EXERCISE TEXT below:

On the back of Jermyn Street Theatre’s recent announcement of the UK premiere of Henrik Ibsen’s comic fantasy St John’s Night, to be staged this July, the smallest theatre in the heart of the West End announces another major production for this autumn. Three giants of the British stage come together as Trevor Nunn directs Eileen Atkins and Michael Gambon in All That Fall, a radio play by Samuel Beckett. The work, which has never been seen in London before, continues and extends this small and intimate theatre’s burgeoning reputation for attracting the very best talent in British theatre in order to rediscover and stage lesser-known works by major writers.
Specially commissioned by the BBC as a radio play, when it was first heard on the Third Programme in 1957, All That Fall was immediately and universally acclaimed for its comic and linguistic exuberance. The Times Literary Supplement said of it, “A most impressive and original piece of writing for the ear, comparable in its impact, though not at all in its tone or mood, with Under Milk Wood. The use of language has a rich local flavour; there is a rhetorical zest, a rhythmical extravagance, and a melancholy humour, that recall Synge and O’Casey.”

End of EXERCISE TEXT.

» **PROBLEM DESCRIPTION**
In the theatre announcement, rewrite the passage between "On the back" and "by major writers.", inclusive, substituting "tiniest" for "smallest".

SUPPLIED MATERIAL below:

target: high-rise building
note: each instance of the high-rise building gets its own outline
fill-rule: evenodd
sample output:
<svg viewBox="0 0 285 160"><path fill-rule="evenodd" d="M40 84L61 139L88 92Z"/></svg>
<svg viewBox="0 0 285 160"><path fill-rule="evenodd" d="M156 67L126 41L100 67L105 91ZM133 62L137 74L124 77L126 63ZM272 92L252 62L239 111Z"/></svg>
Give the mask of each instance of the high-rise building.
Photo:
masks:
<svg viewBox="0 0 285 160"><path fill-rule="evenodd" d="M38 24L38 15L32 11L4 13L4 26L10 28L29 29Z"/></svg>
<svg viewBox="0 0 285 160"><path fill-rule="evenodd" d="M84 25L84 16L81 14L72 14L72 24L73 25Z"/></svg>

End of SUPPLIED MATERIAL.

» **RESPONSE BELOW**
On the back of Jermyn Street Theatre’s recent announcement of the UK premiere of Henrik Ibsen’s comic fantasy St John’s Night, to be staged this July, the tiniest theatre in the heart of the West End announces another major production for this autumn. Three giants of the British stage come together as Trevor Nunn directs Eileen Atkins and Michael Gambon in All That Fall, a radio play by Samuel Beckett. The work, which has never been seen in London before, continues and extends this small and intimate theatre’s burgeoning reputation for attracting the very best talent in British theatre in order to rediscover and stage lesser-known works by major writers.